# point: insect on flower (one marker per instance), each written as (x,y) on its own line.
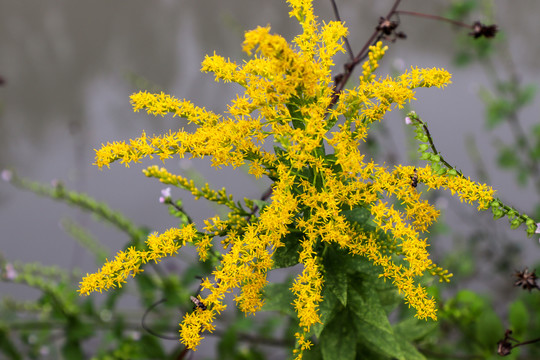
(414,179)
(197,303)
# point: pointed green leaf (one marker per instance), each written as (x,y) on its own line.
(338,339)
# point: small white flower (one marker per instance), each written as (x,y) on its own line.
(9,272)
(165,194)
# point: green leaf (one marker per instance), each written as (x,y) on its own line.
(335,275)
(371,320)
(328,308)
(411,329)
(525,95)
(72,350)
(278,297)
(6,346)
(338,339)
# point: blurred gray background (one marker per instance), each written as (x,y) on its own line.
(70,67)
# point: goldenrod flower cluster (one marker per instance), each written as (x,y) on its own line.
(317,169)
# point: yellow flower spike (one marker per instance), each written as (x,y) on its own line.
(319,177)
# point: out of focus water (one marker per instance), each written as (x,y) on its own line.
(70,67)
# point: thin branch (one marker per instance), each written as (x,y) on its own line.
(338,18)
(433,17)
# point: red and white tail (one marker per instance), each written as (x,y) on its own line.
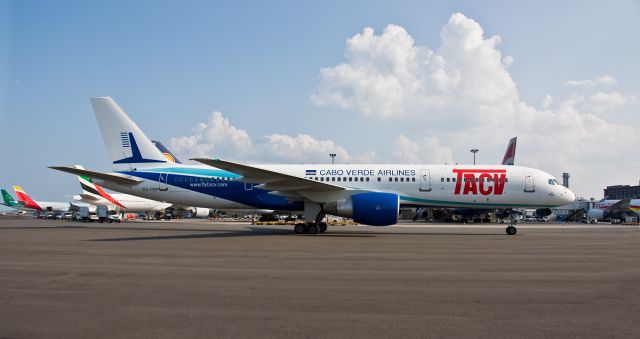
(510,154)
(25,199)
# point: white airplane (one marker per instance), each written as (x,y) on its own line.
(52,206)
(371,194)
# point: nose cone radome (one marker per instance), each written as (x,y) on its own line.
(567,196)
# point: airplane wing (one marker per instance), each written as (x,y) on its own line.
(88,197)
(117,178)
(271,180)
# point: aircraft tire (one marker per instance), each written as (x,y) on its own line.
(299,228)
(322,227)
(312,229)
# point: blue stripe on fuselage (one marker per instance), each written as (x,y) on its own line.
(226,189)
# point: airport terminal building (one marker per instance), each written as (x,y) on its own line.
(622,192)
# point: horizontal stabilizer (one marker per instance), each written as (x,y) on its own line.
(113,177)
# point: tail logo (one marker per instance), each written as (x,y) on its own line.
(128,141)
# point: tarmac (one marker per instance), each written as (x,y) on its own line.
(61,279)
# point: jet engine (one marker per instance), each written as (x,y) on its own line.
(200,212)
(543,212)
(371,208)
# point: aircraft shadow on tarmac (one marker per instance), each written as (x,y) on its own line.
(247,232)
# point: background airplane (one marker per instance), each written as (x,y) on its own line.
(52,206)
(371,194)
(613,209)
(93,193)
(10,202)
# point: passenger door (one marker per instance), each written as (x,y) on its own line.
(529,183)
(425,180)
(163,182)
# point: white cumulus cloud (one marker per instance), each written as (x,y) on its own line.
(605,80)
(218,138)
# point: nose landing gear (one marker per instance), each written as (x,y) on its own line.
(310,228)
(511,229)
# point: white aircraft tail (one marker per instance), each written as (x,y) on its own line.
(127,145)
(510,155)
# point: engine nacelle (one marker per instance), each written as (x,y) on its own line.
(200,212)
(595,214)
(371,208)
(543,212)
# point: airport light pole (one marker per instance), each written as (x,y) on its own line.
(474,151)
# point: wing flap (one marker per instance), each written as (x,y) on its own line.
(270,179)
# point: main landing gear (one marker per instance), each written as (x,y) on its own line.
(310,228)
(313,214)
(511,229)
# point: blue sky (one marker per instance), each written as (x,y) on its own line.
(169,64)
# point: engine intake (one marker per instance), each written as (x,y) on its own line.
(371,208)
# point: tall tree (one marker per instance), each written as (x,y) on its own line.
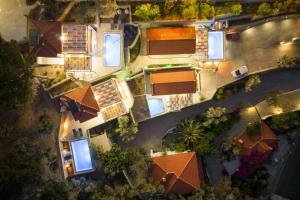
(215,116)
(106,8)
(15,74)
(191,131)
(126,128)
(147,12)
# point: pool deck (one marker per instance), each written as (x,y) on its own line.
(98,68)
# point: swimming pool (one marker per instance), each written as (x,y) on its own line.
(156,106)
(215,45)
(81,155)
(112,49)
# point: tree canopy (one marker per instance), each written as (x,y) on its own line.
(126,128)
(147,12)
(16,75)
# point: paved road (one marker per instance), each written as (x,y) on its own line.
(151,131)
(259,48)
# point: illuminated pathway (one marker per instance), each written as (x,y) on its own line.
(151,132)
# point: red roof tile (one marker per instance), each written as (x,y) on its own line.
(178,173)
(258,142)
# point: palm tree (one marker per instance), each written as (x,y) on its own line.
(191,131)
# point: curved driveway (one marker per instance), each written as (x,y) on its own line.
(259,48)
(151,131)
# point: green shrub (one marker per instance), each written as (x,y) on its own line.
(147,12)
(253,128)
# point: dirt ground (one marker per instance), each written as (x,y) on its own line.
(25,122)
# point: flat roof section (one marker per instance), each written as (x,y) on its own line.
(175,81)
(171,33)
(112,49)
(107,93)
(74,38)
(215,45)
(81,155)
(171,40)
(156,106)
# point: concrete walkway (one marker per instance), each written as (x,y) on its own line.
(151,132)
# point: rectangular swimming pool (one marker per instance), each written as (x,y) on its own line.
(156,106)
(215,45)
(112,49)
(81,155)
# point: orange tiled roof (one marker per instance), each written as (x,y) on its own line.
(84,96)
(171,33)
(178,173)
(175,81)
(259,142)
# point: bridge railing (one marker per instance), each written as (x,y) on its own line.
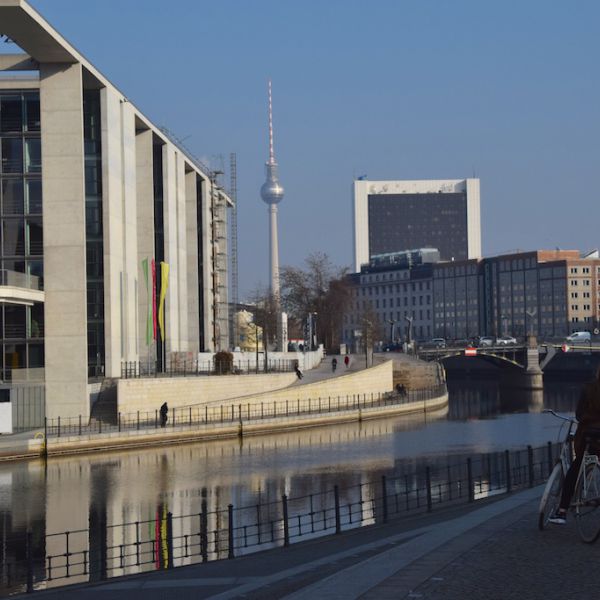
(168,540)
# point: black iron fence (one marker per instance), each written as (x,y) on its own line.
(191,367)
(34,560)
(201,415)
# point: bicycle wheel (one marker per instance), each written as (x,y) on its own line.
(587,504)
(551,496)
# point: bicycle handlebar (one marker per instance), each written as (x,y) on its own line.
(569,419)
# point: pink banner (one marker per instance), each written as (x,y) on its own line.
(153,300)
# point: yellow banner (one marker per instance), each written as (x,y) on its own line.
(164,284)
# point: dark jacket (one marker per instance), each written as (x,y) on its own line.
(587,413)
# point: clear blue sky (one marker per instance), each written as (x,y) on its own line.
(508,91)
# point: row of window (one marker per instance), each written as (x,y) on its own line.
(20,155)
(19,112)
(19,196)
(420,286)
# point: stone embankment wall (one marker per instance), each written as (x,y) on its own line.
(376,380)
(146,395)
(415,374)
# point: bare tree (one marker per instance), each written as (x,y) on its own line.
(321,288)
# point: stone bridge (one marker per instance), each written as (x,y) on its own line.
(524,363)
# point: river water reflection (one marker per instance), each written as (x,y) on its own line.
(76,492)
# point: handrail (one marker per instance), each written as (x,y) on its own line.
(169,540)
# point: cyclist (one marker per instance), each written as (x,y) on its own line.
(588,415)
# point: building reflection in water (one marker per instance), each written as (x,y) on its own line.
(143,487)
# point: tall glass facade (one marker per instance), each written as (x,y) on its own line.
(94,232)
(21,230)
(159,234)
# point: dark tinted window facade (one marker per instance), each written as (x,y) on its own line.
(94,241)
(404,221)
(21,232)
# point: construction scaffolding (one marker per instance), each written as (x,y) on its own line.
(218,198)
(234,252)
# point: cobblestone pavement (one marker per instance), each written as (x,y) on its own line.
(516,562)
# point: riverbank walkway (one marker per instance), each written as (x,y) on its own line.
(493,551)
(21,445)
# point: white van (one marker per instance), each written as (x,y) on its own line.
(579,336)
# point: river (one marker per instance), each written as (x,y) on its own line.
(73,492)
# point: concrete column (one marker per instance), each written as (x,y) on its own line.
(65,308)
(191,220)
(145,237)
(171,247)
(115,282)
(181,267)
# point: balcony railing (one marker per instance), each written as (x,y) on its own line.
(21,280)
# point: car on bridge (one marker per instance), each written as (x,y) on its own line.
(434,343)
(580,336)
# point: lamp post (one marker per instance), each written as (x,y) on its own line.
(392,323)
(529,327)
(408,332)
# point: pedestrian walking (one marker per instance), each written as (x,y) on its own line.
(164,411)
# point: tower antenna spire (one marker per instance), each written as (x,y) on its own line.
(271,150)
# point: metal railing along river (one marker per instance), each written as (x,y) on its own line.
(36,560)
(189,368)
(201,415)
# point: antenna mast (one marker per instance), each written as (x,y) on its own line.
(271,150)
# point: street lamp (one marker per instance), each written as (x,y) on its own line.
(408,332)
(392,323)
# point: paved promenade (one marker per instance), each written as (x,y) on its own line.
(491,552)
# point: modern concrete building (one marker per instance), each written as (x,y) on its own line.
(391,216)
(89,189)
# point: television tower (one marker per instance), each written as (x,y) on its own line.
(272,193)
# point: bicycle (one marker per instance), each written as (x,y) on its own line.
(586,502)
(551,496)
(586,497)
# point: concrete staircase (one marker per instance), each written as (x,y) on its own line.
(104,408)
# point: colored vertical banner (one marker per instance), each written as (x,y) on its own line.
(153,299)
(164,284)
(149,293)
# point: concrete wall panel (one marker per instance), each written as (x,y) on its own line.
(63,188)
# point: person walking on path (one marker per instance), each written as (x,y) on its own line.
(164,410)
(588,415)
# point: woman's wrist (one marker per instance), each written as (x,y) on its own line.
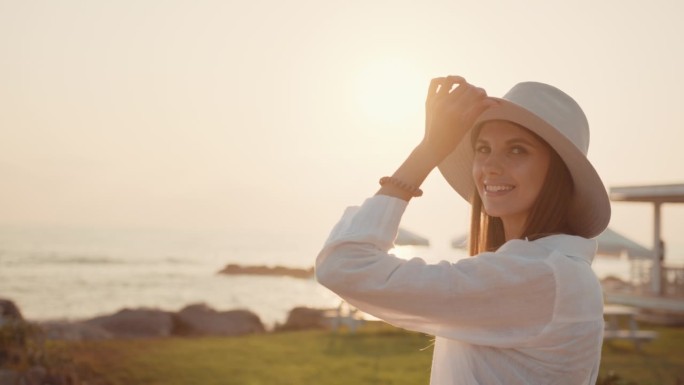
(411,173)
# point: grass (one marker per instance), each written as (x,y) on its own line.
(377,354)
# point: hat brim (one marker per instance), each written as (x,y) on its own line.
(590,208)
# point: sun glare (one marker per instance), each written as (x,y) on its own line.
(391,91)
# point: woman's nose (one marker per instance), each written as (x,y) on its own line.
(493,164)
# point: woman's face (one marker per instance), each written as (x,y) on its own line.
(509,170)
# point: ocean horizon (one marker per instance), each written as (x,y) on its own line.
(73,274)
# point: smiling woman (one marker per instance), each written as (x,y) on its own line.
(390,90)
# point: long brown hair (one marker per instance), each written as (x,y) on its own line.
(548,215)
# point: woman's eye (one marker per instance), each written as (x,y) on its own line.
(482,149)
(518,150)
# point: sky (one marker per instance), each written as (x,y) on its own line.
(269,117)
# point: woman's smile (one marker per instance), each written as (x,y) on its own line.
(509,170)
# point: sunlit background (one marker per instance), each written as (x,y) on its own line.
(263,119)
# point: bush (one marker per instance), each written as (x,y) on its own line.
(25,352)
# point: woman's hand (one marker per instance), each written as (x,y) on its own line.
(451,108)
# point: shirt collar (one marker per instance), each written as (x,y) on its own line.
(570,245)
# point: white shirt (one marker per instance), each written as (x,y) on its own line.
(529,313)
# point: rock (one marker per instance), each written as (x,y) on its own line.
(303,318)
(135,323)
(8,377)
(74,331)
(234,269)
(199,319)
(9,312)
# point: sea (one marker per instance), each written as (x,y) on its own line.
(68,274)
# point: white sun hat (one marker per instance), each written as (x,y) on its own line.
(559,120)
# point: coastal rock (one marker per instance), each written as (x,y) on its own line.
(9,312)
(233,269)
(74,331)
(303,318)
(135,323)
(199,319)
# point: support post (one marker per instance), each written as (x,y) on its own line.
(657,268)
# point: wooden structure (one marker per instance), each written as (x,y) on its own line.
(661,288)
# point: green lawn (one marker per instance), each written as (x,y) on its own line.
(376,354)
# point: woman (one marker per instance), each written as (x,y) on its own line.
(526,308)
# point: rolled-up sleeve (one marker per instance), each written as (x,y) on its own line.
(496,299)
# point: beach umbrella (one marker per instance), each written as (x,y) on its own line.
(409,238)
(610,243)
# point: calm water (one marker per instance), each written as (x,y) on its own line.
(76,273)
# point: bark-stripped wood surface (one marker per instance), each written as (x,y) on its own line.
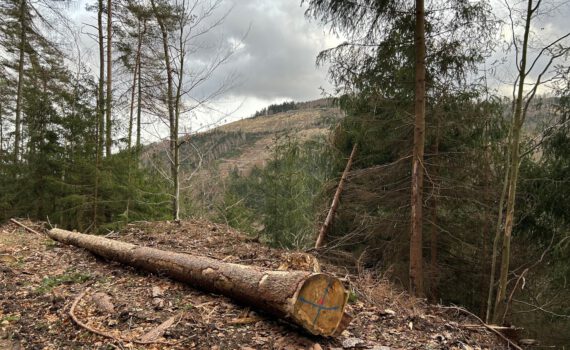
(314,301)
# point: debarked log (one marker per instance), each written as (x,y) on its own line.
(314,301)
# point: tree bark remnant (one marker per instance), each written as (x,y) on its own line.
(314,301)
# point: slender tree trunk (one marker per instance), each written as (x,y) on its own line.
(496,242)
(518,119)
(434,229)
(314,301)
(139,95)
(416,256)
(100,114)
(100,86)
(336,200)
(132,109)
(20,92)
(173,142)
(109,100)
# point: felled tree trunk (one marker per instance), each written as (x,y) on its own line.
(314,301)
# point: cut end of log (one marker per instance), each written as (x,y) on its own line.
(320,304)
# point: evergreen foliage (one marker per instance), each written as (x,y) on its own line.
(285,196)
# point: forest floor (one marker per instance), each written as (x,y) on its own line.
(41,280)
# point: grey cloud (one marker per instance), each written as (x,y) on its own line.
(277,58)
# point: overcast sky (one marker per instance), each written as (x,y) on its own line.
(275,61)
(276,56)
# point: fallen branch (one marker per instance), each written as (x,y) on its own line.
(314,301)
(103,333)
(489,327)
(336,200)
(25,227)
(84,325)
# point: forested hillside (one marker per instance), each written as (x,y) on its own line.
(454,115)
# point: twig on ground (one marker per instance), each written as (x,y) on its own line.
(103,333)
(489,327)
(25,227)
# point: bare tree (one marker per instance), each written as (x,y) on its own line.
(535,64)
(182,23)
++++++++++++++++++++
_YOUR OBJECTIVE_
Quote the lines of the listing above that run from the line with "# point: grey" through its last line, both included, and nothing else.

_EXERCISE OUTPUT_
# point: grey cloud (one marker per instance), each written as (x,y) on its own line.
(277,58)
# point: overcast sky (one marker per instance), each written as (x,y) on its own line.
(275,61)
(276,56)
# point: fallen branch (one marker per instance), each written as (x,y) on its own line.
(314,301)
(103,333)
(489,327)
(336,200)
(25,227)
(84,325)
# point: forested hillside (one marker per instance), each written as (x,y) on its own line.
(454,115)
# point: twig on ground (one marker per instance), each written as (x,y) on its own line.
(103,333)
(489,327)
(25,227)
# point: bare tree (one marker per instance), each written as (x,y) on its own line.
(535,64)
(182,23)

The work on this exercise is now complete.